— Start DOCUMENT SEGMENT —

At this time, a friend of Ian's, Robbie Stuart, is fighting Leukaemia and is a supporter of CLIC Sargent's work. A link to his blog can be found here. Best wishes go to Robbie who is currently recovering from a bone marrow transplant.

Please tell you friends about our blog and what we are doing, and please send us words of encouragement and support.
We will update you with our training and we will be keeping a diary on here as we ride the event in July.

Best wishes

Ian and Matt

Monday, 4 February 2008

The Three L's

That's Linlithgow, Livingston and Lanark - and were the three major towns on my route yesterday which took me over the 100 mile mark for the first time in about 8-9 years!

On the Saturday night I'd driven over the Campsies (hills to the North of Glasgow) on my way home and had encountered what can only be described as a blizzard - this had led me to rethink my route for the next day which involved climbing up to above the snow line (not that high round here at the moment!)

The only feasible direction appeared to be East as a result and so I was up until midnight planning myself a new route.

So come the Sunday morning I set off (forgetting my sunglasses this time - see my last post) and readying myself for 7 hours of rain and 23 mph Southerlies (as per the forecast).

The rain failed to materialise but alas they were spot on with the winds which was thoroughly enjoyable while heading North but a bit of a shocker in the other direction!

It was a fairly eventful ride all in all. After about 10 miles I got lost in Easterhouse (not the best part of Glasgow to be seen wearing flourescent Lycra). So after looking both ways I beat a hasty retreat along my route to refind the correct road.

About an hour later I passed a group of cyclists going in the other direction and we exchanged hearty greetings. I then heard what appeared to be barking. I glanced around and sure enough there was what looked like a pitbull rapidly bearing down on my rear wheel and (more importantly) ankles. I put some considerable amount of pressure into the pedals, accelerated to 20mph and, after about 5 seconds, the wee bugger gave up. It was like something out of a cartoon. Very odd.

The route as a whole took me through some really stunning and surprisingly remote countryside considering I was never more than about 20 miles from a motorway and no more than 25 miles from Glasgow or Edinburgh at any point.

— End DOCUMENT SEGMENT —
— Start DATASET EXTRACT —

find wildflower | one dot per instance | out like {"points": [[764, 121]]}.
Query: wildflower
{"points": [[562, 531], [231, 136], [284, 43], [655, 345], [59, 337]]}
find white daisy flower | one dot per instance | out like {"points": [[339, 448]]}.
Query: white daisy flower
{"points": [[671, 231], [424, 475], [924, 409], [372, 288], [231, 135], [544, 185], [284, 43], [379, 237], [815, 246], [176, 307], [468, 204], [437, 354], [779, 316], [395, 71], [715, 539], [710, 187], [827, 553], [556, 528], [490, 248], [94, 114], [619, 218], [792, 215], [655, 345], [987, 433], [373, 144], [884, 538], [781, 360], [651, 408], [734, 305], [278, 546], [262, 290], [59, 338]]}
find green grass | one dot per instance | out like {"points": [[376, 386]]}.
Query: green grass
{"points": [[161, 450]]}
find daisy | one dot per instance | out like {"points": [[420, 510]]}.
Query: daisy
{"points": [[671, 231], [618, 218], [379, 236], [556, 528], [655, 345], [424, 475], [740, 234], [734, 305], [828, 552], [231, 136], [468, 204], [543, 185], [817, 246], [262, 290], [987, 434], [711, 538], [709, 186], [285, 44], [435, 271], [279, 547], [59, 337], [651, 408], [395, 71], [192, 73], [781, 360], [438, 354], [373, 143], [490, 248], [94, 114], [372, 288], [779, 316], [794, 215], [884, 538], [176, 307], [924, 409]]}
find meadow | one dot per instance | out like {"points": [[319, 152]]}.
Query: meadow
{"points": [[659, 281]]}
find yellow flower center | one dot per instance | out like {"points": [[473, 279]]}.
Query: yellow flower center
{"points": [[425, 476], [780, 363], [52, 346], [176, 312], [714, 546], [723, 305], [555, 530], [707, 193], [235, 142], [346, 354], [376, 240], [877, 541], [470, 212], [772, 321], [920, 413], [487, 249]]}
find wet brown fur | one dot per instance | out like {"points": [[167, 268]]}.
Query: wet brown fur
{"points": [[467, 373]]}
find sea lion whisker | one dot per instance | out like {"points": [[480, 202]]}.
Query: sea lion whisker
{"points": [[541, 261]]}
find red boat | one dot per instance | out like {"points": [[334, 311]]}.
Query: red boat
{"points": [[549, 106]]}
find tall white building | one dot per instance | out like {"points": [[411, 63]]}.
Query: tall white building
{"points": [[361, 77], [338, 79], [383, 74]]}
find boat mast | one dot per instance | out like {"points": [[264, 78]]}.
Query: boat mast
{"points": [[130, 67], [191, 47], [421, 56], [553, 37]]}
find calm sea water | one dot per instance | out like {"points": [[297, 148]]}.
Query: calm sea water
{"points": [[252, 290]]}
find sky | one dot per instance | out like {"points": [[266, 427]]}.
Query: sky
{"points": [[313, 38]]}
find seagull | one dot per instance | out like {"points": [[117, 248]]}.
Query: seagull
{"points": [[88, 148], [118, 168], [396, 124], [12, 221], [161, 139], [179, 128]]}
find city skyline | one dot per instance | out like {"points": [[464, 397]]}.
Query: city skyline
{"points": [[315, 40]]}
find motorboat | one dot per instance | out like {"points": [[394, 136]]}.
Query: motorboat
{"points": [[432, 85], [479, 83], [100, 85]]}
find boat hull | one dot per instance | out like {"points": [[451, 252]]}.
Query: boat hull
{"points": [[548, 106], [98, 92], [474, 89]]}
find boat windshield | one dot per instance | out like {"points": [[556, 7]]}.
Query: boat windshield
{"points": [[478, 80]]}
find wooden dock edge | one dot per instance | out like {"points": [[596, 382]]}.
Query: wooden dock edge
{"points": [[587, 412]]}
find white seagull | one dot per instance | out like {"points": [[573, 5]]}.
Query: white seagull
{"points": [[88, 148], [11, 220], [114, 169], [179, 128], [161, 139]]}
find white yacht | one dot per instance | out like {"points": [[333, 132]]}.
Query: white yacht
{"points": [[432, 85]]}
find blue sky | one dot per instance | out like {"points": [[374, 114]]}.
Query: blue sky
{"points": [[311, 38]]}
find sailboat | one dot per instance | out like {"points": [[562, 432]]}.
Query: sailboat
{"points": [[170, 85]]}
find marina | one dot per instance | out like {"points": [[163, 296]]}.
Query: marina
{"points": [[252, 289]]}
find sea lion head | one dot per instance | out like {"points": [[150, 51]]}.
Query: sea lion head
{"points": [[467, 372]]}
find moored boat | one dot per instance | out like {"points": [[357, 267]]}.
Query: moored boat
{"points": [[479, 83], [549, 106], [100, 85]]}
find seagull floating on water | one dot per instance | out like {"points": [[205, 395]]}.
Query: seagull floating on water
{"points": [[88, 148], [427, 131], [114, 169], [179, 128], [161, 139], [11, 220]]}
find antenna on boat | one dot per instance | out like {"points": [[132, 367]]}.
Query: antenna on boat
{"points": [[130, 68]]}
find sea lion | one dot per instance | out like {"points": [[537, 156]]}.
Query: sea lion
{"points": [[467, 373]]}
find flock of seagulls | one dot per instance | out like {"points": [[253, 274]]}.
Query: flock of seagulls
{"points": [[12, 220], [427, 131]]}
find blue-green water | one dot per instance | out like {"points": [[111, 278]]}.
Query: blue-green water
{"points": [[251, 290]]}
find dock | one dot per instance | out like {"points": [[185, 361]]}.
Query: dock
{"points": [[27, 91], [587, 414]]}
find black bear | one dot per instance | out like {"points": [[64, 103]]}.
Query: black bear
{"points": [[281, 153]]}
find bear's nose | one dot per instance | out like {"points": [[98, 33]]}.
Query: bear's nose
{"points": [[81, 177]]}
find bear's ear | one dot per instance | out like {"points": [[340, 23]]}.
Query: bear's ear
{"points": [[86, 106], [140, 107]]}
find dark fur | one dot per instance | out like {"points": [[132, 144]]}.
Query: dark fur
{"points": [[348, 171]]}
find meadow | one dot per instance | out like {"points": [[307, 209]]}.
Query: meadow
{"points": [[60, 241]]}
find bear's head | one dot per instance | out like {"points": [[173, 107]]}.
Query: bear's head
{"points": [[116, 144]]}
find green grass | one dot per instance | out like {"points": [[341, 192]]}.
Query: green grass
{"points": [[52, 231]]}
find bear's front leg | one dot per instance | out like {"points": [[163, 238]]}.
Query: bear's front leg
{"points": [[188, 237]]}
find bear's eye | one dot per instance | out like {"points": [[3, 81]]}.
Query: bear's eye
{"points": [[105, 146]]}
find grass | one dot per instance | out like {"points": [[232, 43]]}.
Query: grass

— End DATASET EXTRACT —

GIVEN EXERCISE A:
Answer these questions from the cycling blog, one line each:
(i) Which three towns were the major ones on the route of the ride described?
(ii) What weather did the forecast predict for the Sunday ride?
(iii) To what speed did the rider accelerate to get away from the dog?
GIVEN EXERCISE B: Summarize the cycling blog in three sentences.
GIVEN EXERCISE C: Carry on the cycling blog from its last sentence.

TASK ANSWER A:
(i) Linlithgow, Livingston and Lanark
(ii) 7 hours of rain and 23 mph Southerlies
(iii) 20mph

TASK ANSWER B: Ian and Matt ask readers to tell friends about their blog and send encouragement, and they promise training updates and a diary of the event they will ride in July. In a post dated Monday, 4 February 2008, the writer describes a Sunday ride through Linlithgow, Livingston and Lanark that passed the 100 mile mark for the first time in about 8-9 years, on an eastward route planned after a blizzard over the Campsies the night before. The ride brought strong Southerly winds, a wrong turn in Easterhouse, a chase by what looked like a pitbull, and surprisingly remote countryside never far from Glasgow or Edinburgh.

TASK ANSWER C:
Certainly a route I shall be doing again, though hopefully with less wind next time. Having said that the wind did allow me to have some fun on the run in to Glasgow. The last 8 miles or so are downhill into the Clyde valley and with a tail wind as well, I found myself coming off a roundabout exceeding 35 mph and gaining on the car in front. It was a long straight stretch of road and I pulled into his slipstream and sat behind him doing 40mph for a little way (he looked very surprised!)

Further down the road, a motorcyclist pulled out in front of me and accelerated up to 30mph. I saw him glance in his mirrors and do a double take as I proceeded to catch and overtake him. Fantastic fun.

Looking forward to next weekend and whatever the weather shall throw at me.

Flapjack 100

After a week of training on my indoor trainer due to inclement weather, I rode this 102km/64 mile event yesterday. This event is one of the many "Audax" events organised by various cycling clubs nationwide, and infact worldwide. They vary from 50km to over 1000km in length and they are good rides for building endurance. They always seem to be hilly and are well organised, using mainly minor roads. The idea is to ride from checkpoint to checkpoint within a designated time.

This particular event started in Chippenham and went out past RAF Lynham, taking in some of Gloucestershire's beautiful villages, returning past the famous Westonbirt arboretum and Castle Coombe. This ride is a bit shorter than what I am used to at the moment but was convenient as so local.

Before I started this ride, I didn't really understand why it was called the Flapjack 100. However, all became clear as copious quantities of flapjack was available at each checkpoint, and very nice it was too! Have to admit I found the route fairly easy and a good sign that my fitness is coming on leaps and bounds. Even the hills felt good, including a couple of 1 in 6s. I have a 208km/130 mile event entered for next weekend.

Matt did a solid 100 miler yesterday, and being up in Scotland, I can imagine it was fairly hilly! I hear that he even overtook a motorbike at some point, so God knows what speed he was doing!!!The fact that we are both capable of riding this sort of distance with 5 months to go till our Tour ride is very encouraging. The key now is to increase the frequency of these rides, because we will be riding day-in, day-out in France.